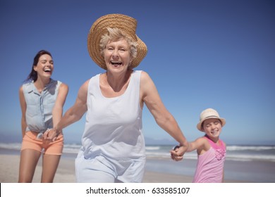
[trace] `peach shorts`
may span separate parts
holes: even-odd
[[[21,151],[25,149],[32,149],[47,155],[62,155],[63,146],[63,135],[59,135],[56,140],[52,142],[48,140],[37,139],[38,133],[26,132],[23,139]]]

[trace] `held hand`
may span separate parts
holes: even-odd
[[[181,160],[183,158],[183,154],[186,152],[188,147],[186,146],[176,146],[173,150],[171,151],[171,158],[175,161]]]
[[[59,136],[59,132],[55,129],[48,129],[43,135],[44,139],[54,141],[57,136]]]

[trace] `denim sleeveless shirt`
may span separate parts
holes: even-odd
[[[44,132],[48,128],[53,127],[52,109],[61,84],[61,82],[51,79],[41,93],[36,89],[33,81],[23,85],[27,103],[26,131]]]

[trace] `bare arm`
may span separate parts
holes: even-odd
[[[23,137],[27,128],[27,122],[26,122],[27,104],[25,100],[24,93],[22,87],[19,89],[19,101],[20,101],[20,106],[21,107],[21,112],[22,112],[21,130],[22,130],[22,137]]]
[[[171,153],[177,157],[176,160],[181,160],[188,148],[185,137],[173,116],[165,108],[153,81],[145,72],[142,72],[140,83],[142,101],[145,103],[157,124],[180,144],[179,151]]]
[[[54,127],[59,122],[63,115],[63,106],[64,106],[67,97],[68,87],[66,84],[60,85],[59,94],[52,110],[52,119]]]
[[[59,122],[53,129],[44,134],[44,138],[52,140],[66,127],[78,121],[87,111],[87,94],[89,81],[86,81],[80,88],[74,105],[64,114]]]

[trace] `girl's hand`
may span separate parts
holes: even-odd
[[[59,132],[56,128],[48,129],[43,135],[44,139],[54,141],[60,132]]]
[[[186,152],[188,147],[185,146],[176,146],[171,153],[171,158],[175,161],[181,160],[183,158],[183,154]]]

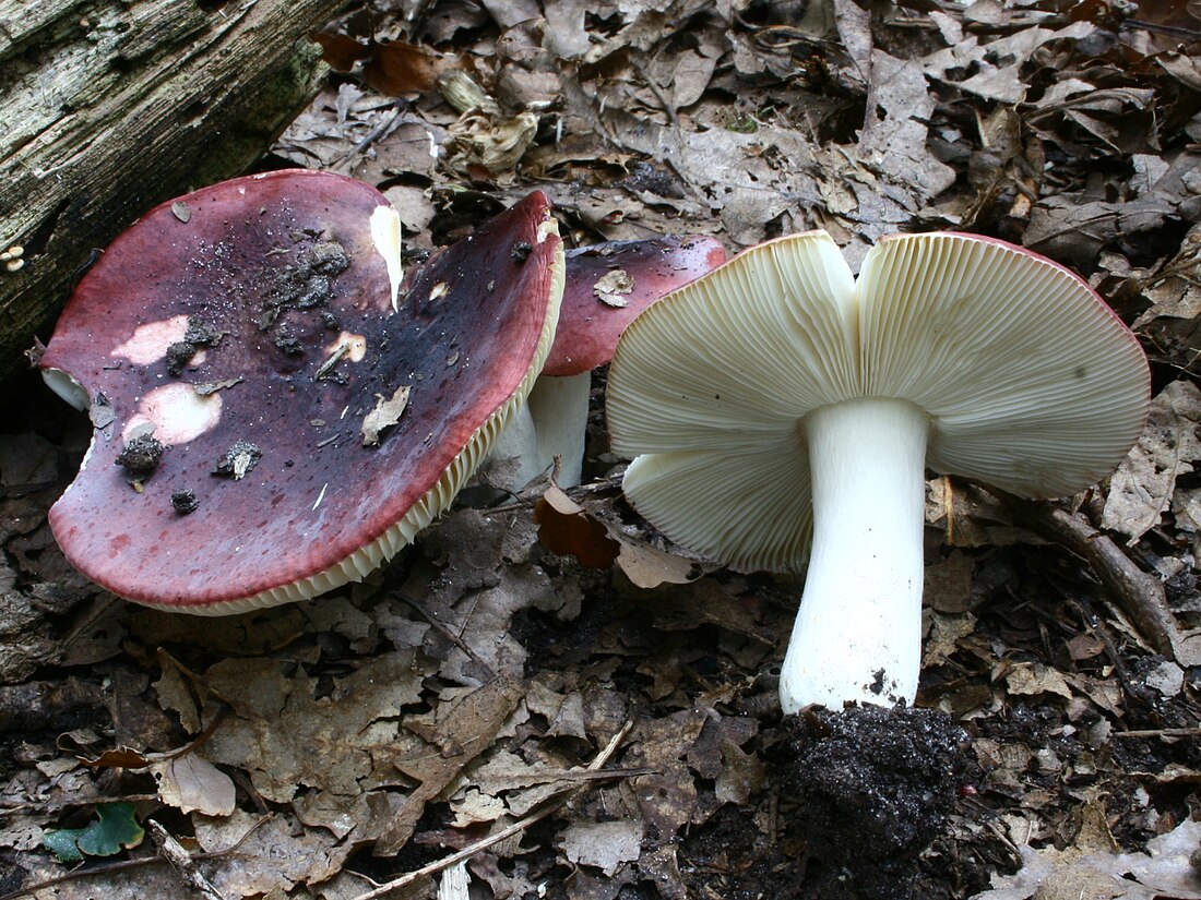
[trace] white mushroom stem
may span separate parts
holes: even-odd
[[[908,401],[866,397],[820,407],[799,427],[809,446],[813,548],[781,706],[912,703],[928,416]]]
[[[540,376],[526,404],[500,433],[484,466],[484,481],[512,493],[562,458],[560,487],[580,484],[592,373]]]
[[[538,458],[544,467],[562,460],[560,487],[575,487],[584,474],[584,442],[588,427],[592,373],[542,376],[530,392],[530,415],[538,432]]]

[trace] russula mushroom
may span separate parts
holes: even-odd
[[[1148,403],[1139,342],[1066,269],[982,238],[896,235],[856,281],[824,232],[748,250],[643,313],[607,398],[647,521],[743,571],[808,557],[785,712],[913,702],[927,466],[1070,494],[1122,461]]]
[[[564,264],[540,193],[404,294],[399,263],[387,199],[328,173],[215,185],[119,236],[41,361],[97,424],[49,514],[67,559],[215,614],[357,581],[410,542],[533,385]],[[163,445],[141,492],[114,466],[135,434]]]
[[[567,252],[567,287],[555,343],[526,413],[501,434],[490,481],[520,491],[560,457],[558,485],[580,484],[592,371],[643,310],[725,262],[712,238],[610,241]],[[507,470],[506,470],[506,467]]]

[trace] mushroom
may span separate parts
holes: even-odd
[[[497,440],[488,480],[520,491],[558,456],[560,487],[580,484],[592,371],[613,359],[635,316],[723,262],[725,248],[712,238],[668,235],[568,251],[555,344],[525,412]]]
[[[1148,403],[1139,342],[1066,269],[936,233],[885,238],[856,281],[824,232],[643,313],[607,400],[647,521],[737,570],[808,557],[785,712],[913,702],[927,466],[1070,494],[1122,461]]]
[[[41,360],[97,425],[49,512],[79,571],[240,612],[363,578],[449,505],[550,349],[562,247],[533,193],[400,294],[395,215],[362,182],[275,172],[116,239]],[[148,434],[138,492],[114,460]]]

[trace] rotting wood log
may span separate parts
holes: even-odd
[[[263,154],[343,4],[0,0],[0,379],[119,232]]]

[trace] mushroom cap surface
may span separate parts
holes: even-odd
[[[812,533],[805,418],[856,397],[922,409],[939,473],[1059,497],[1129,451],[1149,371],[1083,280],[1020,247],[896,235],[856,280],[824,232],[781,238],[627,329],[607,397],[613,448],[637,457],[623,490],[686,547],[796,571]]]
[[[643,310],[723,262],[721,241],[700,236],[664,235],[568,251],[563,305],[543,374],[581,374],[608,364],[621,332]],[[607,284],[614,274],[625,277]]]
[[[235,179],[150,211],[88,272],[42,358],[112,419],[49,514],[79,571],[240,612],[362,578],[449,505],[549,352],[562,246],[531,194],[394,308],[381,209],[328,173]],[[148,424],[165,450],[138,492],[114,460]]]

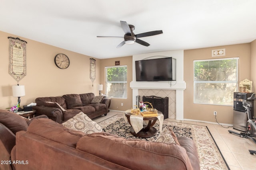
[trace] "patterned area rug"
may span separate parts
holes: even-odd
[[[146,139],[136,137],[130,133],[131,125],[126,123],[123,117],[123,115],[117,114],[98,124],[103,131],[128,139],[154,141],[160,134],[158,121],[153,126],[158,131],[155,136]],[[186,136],[193,139],[197,148],[201,170],[230,169],[207,127],[164,120],[163,129],[166,126],[170,127],[177,136]]]

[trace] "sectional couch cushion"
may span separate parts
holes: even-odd
[[[45,118],[34,120],[27,131],[74,148],[78,140],[85,135],[82,132],[70,129],[51,119]]]
[[[83,104],[83,106],[86,106],[90,104],[94,96],[94,94],[93,93],[80,94],[80,98]]]
[[[65,94],[63,95],[62,97],[66,100],[68,109],[83,106],[81,98],[79,94]]]
[[[28,124],[22,116],[14,112],[0,109],[0,123],[6,126],[15,135],[20,131],[26,131]]]
[[[76,148],[132,169],[136,167],[144,169],[193,169],[186,150],[174,144],[128,140],[102,133],[83,136]]]
[[[99,125],[82,112],[62,124],[69,129],[81,131],[86,134],[101,132],[102,131]]]
[[[93,98],[92,100],[91,103],[92,104],[98,104],[100,103],[104,97],[104,96],[95,96]]]

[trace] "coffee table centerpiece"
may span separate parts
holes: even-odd
[[[145,103],[148,103],[151,106],[151,108],[148,108],[148,105],[147,105]],[[141,106],[142,104],[142,106]],[[143,117],[154,117],[157,116],[158,111],[156,109],[154,109],[152,106],[152,104],[145,102],[143,103],[143,102],[141,102],[140,103],[140,108],[138,108],[138,106],[135,105],[136,106],[136,109],[131,109],[131,113],[132,114],[134,114],[136,115],[139,114],[140,114]]]
[[[124,117],[126,121],[128,121],[131,127],[130,131],[134,136],[146,138],[154,136],[157,130],[153,126],[156,121],[158,120],[160,123],[160,131],[162,131],[164,121],[164,115],[160,111],[158,113],[157,110],[154,109],[150,103],[152,108],[148,108],[147,107],[142,110],[136,106],[136,109],[132,109],[124,112]],[[147,125],[143,125],[143,121],[148,121]]]

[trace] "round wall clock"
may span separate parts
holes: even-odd
[[[58,54],[54,58],[54,62],[57,67],[61,69],[65,69],[69,66],[69,59],[64,54]]]

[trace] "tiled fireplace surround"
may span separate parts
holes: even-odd
[[[160,89],[138,89],[139,96],[140,96],[140,100],[142,101],[142,96],[155,96],[161,98],[168,97],[168,117],[169,118],[176,118],[176,90]],[[155,106],[153,106],[153,107]]]
[[[132,89],[132,103],[136,104],[136,96],[140,96],[142,100],[143,96],[155,96],[168,98],[169,118],[184,120],[184,91],[186,82],[183,80],[184,51],[183,50],[167,51],[161,52],[134,55],[132,56],[132,81],[130,86]],[[172,57],[176,60],[176,81],[172,82],[137,82],[135,63],[136,61]],[[153,106],[154,107],[154,106]]]

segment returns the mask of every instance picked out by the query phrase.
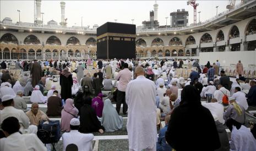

(TASK):
Pull out each line of the items above that contains the string "mushroom". Letter case counts.

(SOLUTION):
[trace] white mushroom stem
[trace] russula mushroom
[trace] mushroom
[trace] mushroom cap surface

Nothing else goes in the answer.